Give back only the lines from the one with "Exercise. For every instance of the green" through the last line of the data, exactly as they appear.
Begin EXERCISE INPUTS
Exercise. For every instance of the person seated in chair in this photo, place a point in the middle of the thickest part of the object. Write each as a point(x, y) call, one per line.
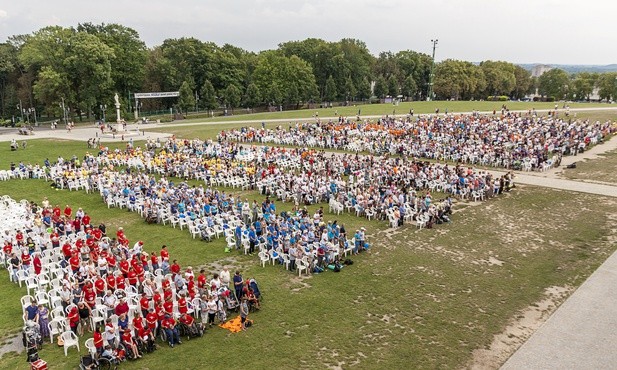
point(171, 331)
point(129, 342)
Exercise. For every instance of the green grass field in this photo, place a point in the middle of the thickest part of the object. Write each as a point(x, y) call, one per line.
point(419, 107)
point(426, 298)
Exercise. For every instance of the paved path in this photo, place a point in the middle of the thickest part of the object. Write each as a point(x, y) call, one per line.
End EXERCISE INPUTS
RESULT FOR THIS EXERCISE:
Exercise. For every instance of the green grass field in this photo, place a point in the middle of the thickest part of the object. Write each as a point(x, y) call, one per line.
point(419, 107)
point(426, 298)
Exercise. For every instance of the paved path in this photo, place a point in the middle of the thickest part of the object. Write each as a point(x, y) call, one per line.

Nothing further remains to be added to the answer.